* Problem description: Repeat all entries exactly.

* Provided information:
━━━

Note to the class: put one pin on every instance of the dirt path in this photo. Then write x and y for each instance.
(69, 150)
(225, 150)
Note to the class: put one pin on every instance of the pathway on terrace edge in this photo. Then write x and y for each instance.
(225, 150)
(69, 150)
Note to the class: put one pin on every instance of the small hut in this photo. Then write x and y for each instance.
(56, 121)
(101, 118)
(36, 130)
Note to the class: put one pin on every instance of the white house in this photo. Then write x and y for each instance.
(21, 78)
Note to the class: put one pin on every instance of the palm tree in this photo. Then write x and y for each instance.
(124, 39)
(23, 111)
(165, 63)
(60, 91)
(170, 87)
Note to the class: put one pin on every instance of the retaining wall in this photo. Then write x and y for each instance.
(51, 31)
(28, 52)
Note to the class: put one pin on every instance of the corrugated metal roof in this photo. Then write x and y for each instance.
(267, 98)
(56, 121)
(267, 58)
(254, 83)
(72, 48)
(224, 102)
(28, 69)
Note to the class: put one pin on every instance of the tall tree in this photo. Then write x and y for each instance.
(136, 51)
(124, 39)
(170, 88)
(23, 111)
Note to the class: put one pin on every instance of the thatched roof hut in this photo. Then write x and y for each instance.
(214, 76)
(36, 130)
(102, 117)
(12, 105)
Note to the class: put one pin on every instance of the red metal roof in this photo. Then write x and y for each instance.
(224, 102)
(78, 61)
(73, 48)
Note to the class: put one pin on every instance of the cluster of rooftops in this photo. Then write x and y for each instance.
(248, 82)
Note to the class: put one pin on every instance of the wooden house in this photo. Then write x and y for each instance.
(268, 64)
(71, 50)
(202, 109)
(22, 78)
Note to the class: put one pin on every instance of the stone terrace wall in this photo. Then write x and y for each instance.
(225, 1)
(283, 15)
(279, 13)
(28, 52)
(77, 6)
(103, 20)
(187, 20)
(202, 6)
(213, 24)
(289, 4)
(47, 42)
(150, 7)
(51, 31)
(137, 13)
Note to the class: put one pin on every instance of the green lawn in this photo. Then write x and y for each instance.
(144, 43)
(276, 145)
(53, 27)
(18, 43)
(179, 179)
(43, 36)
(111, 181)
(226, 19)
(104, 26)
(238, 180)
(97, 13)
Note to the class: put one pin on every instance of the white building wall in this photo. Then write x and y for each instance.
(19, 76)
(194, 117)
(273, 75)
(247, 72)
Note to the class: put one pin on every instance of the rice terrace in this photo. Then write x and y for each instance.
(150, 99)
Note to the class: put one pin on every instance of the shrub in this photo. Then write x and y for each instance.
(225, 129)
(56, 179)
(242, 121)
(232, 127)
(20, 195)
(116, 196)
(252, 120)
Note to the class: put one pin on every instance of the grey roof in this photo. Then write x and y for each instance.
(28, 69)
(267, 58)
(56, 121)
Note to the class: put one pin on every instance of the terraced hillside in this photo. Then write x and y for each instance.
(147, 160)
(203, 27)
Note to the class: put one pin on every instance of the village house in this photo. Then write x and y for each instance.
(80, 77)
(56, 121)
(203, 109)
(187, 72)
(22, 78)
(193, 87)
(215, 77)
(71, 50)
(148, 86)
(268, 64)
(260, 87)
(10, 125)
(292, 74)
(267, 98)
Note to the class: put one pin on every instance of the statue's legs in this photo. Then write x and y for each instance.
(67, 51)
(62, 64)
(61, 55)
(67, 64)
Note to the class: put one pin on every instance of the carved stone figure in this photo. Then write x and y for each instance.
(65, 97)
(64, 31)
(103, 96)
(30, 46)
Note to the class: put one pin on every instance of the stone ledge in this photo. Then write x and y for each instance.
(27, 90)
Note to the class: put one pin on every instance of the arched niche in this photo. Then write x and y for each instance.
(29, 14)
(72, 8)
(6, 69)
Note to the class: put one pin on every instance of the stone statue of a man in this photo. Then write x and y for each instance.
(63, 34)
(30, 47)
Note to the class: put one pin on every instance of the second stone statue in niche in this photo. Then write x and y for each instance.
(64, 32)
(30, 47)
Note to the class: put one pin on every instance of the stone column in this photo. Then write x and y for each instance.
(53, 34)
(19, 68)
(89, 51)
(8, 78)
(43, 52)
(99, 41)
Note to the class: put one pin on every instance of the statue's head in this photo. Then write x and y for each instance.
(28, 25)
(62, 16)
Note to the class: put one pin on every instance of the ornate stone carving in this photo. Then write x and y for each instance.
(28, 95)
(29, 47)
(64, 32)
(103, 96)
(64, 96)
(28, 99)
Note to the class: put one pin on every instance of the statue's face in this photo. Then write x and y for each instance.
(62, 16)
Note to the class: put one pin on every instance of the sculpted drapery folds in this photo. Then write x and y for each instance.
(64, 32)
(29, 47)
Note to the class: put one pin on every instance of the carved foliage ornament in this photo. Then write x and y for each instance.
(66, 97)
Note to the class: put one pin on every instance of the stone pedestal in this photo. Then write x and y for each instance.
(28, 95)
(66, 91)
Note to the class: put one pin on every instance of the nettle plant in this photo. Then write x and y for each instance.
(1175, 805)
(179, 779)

━━━

* Response:
Note to the class: put one pin on every instance of the dirt path in this photo. Then write x and y for each instance.
(69, 150)
(225, 150)
Note to the class: put one pin on every instance of the pathway on terrace edge in this photo. Then write x and y for each instance.
(225, 150)
(69, 150)
Note to the class: put one pin on every instance of the small hut in this photo. Then write x and y for each instance.
(56, 121)
(101, 118)
(36, 130)
Note to the class: put one pin on every instance of the white house in this photo. Then write x and y for each instance.
(21, 78)
Note to the class: put one pin on every instance of the palm tree in this photo. Then write x and y for each instance.
(124, 39)
(23, 111)
(165, 63)
(60, 91)
(170, 87)
Note to the class: put one pin on every instance of the retaining wall in this photo. Then write x and y for each instance.
(51, 31)
(28, 52)
Note to the class: put one pin on every instance of the corrugated metal roof in this photo. Then write x and y for each instance.
(267, 98)
(56, 121)
(267, 58)
(254, 83)
(72, 48)
(224, 102)
(28, 69)
Note to the class: put one pin on every instance of the tall tree in this photo. Then write x and y for each instance.
(136, 51)
(124, 39)
(170, 88)
(23, 111)
Note to the class: put one pin on every instance of the thatched roof hut in this photo. Then write x and y for each instance.
(214, 76)
(36, 130)
(102, 117)
(12, 105)
Note to the class: put one pin on every instance of the red metal roof in this photo. Then write x and y for each instance.
(224, 102)
(78, 61)
(73, 48)
Note to the class: put one pin on every instance of the cluster of rooftops in this photo. Then write x and y for each instance.
(248, 82)
Note to the class: put one pin on every instance of the wooden house in this photo. Then write x and y for each instance.
(268, 64)
(71, 50)
(202, 109)
(22, 78)
Note to the class: put one pin on every instance of the stone terrace wall in this photo. Then write x and y for each instance.
(225, 1)
(283, 15)
(279, 13)
(28, 52)
(77, 6)
(103, 20)
(187, 20)
(202, 6)
(213, 24)
(289, 4)
(47, 42)
(150, 7)
(51, 31)
(137, 13)
Note to the class: put one pin on every instance of the green lawn in this photo. Then write x and y for each instance.
(144, 43)
(276, 145)
(53, 27)
(18, 43)
(179, 179)
(43, 36)
(111, 181)
(226, 19)
(104, 26)
(238, 180)
(97, 13)
Note to the class: put one pin on every instance of the white building wall in this photo. Then write x and y for each instance.
(19, 76)
(194, 117)
(273, 75)
(247, 72)
Note to the class: put one pin on every instance of the rice terrace in this photo. Then write x and y for each instance.
(150, 99)
Note to the class: put one pin on every instance of the shrub in this photo. Then write x and y for each instance.
(225, 129)
(56, 179)
(242, 121)
(232, 127)
(20, 195)
(116, 196)
(252, 120)
Note to the class: put one pin on every instance of the grey roof in this photo. Then write x and y for each instance.
(28, 69)
(267, 58)
(56, 121)
Note to the class: put one pin on every instance of the terraced hillside in this photo. Then write x and y for each instance.
(147, 160)
(203, 27)
Note to the class: put one pin on every instance of the village house in this photo. Then write x and y for each instance.
(80, 77)
(56, 121)
(203, 109)
(187, 72)
(22, 78)
(193, 87)
(215, 77)
(71, 50)
(148, 86)
(268, 64)
(260, 87)
(10, 125)
(292, 74)
(267, 98)
Note to the class: put one pin on every instance of the statue's legs in this photo. Then write x and y for each instance.
(67, 51)
(62, 64)
(61, 55)
(67, 64)
Note to the class: put one pin on every instance of the carved stone figure in this photo. Then write x and y for each instance.
(65, 97)
(64, 31)
(103, 96)
(30, 46)
Note to the class: put one pin on every instance of the stone ledge in this photo. Then write x and y for each instance.
(27, 90)
Note to the class: put one pin on every instance of the arched niche in this photo. Then write x and y for each instance.
(29, 14)
(72, 8)
(6, 69)
Note to the class: put one pin on every instance of the stone statue of a man in this photo. Then write x and y for each instance.
(63, 34)
(30, 47)
Note to the class: put one pin on every instance of the second stone statue in niche in this photo. Then write x and y for each instance.
(64, 32)
(30, 47)
Note to the class: put one pin on every instance of the stone column in this photo. Then write x and y for each instance.
(53, 34)
(19, 68)
(89, 51)
(8, 78)
(43, 52)
(99, 41)
Note to the class: put one pin on every instance of the statue's head in this photo. Then write x and y for each instance.
(28, 25)
(62, 16)
Note to the class: put one pin on every instance of the ornate stone carving in this photo. Then write x and y for each instance.
(28, 95)
(29, 47)
(64, 32)
(103, 96)
(64, 96)
(28, 99)
Note to the class: put one pin on every instance of the statue's face in this photo. Then write x and y for each instance.
(62, 16)
Note to the class: put one pin on every instance of the sculpted drapery folds in this photo. Then write x and y for each instance.
(64, 32)
(29, 47)
Note to the class: put one pin on every instance of the carved foliage ornament in this photo. Then write x and y for each instance.
(66, 97)
Note to the class: put one pin on every instance of the stone pedestal in this photo. Then write x and y for each instance.
(28, 95)
(66, 91)
Note to the class: put one pin on every instance of the nettle plant in this photo. Then write x and y for each instance.
(1175, 805)
(179, 779)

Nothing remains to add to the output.